Aim of the exercise — Extract, unchanged, each line of the listing below from its first line through the line that contains "Target: boulder", inclusive, and nothing else.

Input —

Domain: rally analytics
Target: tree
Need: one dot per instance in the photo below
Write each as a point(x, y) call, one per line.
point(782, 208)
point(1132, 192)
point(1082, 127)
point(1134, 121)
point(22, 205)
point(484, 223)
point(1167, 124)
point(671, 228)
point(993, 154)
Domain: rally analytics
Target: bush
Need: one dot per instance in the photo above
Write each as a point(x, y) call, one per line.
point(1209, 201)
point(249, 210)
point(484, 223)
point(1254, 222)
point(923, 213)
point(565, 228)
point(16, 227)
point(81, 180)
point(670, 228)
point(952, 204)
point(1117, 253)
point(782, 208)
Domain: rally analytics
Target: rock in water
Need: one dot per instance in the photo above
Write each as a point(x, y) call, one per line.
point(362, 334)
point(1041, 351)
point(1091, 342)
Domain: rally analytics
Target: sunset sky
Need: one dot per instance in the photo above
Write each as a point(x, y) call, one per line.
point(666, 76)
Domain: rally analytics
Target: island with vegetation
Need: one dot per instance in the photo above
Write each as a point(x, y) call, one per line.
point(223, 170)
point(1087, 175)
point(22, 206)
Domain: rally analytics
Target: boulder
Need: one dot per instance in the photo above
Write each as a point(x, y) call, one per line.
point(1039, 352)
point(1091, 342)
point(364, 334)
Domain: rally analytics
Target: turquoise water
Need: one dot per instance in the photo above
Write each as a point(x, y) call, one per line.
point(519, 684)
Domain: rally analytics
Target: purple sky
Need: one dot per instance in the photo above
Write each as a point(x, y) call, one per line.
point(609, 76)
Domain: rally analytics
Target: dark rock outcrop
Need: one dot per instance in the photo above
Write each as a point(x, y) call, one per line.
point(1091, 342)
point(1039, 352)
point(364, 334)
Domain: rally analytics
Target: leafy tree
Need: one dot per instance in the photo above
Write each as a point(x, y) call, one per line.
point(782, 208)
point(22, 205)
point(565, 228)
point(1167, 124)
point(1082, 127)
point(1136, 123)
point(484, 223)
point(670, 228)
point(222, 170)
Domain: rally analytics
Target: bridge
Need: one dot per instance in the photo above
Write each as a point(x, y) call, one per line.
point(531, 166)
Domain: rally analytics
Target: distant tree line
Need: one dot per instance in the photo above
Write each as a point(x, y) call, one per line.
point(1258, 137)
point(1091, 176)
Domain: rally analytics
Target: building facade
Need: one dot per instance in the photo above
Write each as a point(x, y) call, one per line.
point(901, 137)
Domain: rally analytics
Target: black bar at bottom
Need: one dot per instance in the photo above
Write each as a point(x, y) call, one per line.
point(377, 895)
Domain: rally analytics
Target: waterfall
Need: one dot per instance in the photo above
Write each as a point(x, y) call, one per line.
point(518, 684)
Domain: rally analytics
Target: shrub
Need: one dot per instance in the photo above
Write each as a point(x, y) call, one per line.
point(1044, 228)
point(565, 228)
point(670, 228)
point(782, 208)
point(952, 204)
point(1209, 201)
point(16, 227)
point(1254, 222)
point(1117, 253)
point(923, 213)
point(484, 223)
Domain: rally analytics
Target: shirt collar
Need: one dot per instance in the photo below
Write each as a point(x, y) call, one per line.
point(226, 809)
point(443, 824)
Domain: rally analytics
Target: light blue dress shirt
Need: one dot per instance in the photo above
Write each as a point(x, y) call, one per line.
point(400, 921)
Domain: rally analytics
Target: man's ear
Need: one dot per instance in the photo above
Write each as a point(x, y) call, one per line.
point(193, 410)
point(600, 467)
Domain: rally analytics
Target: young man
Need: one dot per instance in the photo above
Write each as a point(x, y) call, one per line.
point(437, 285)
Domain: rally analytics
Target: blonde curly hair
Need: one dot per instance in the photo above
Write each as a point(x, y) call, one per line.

Output of the task —
Domain: rally analytics
Target: tree
Need: one dot per instance in the photo below
Write each as a point(x, y) call, one per line.
point(782, 208)
point(1132, 192)
point(1082, 127)
point(1134, 121)
point(22, 205)
point(484, 223)
point(1167, 124)
point(671, 228)
point(993, 154)
Domain: rally analytics
Target: bush
Need: one dot per instance in the photo above
Write each as a point(x, y) call, one per line.
point(1209, 201)
point(249, 210)
point(484, 223)
point(1254, 222)
point(923, 213)
point(565, 228)
point(16, 227)
point(81, 180)
point(670, 228)
point(952, 204)
point(1117, 253)
point(782, 208)
Domain: rally analytics
Target: rock in water
Need: one dot per instance in the photo above
Write each as a point(x, y) call, one per line.
point(362, 334)
point(1041, 351)
point(1091, 342)
Domain: rally analytics
Target: sunset sky
Need: one dot per instance in the photo above
Write each as a point(x, y) call, one per line.
point(666, 76)
Domain: rally analytics
Target: island with vegetation
Need: one dot per instance in the photo above
Write each as a point(x, y) call, one per line.
point(223, 170)
point(1087, 175)
point(22, 206)
Domain: rally analytics
Target: boulder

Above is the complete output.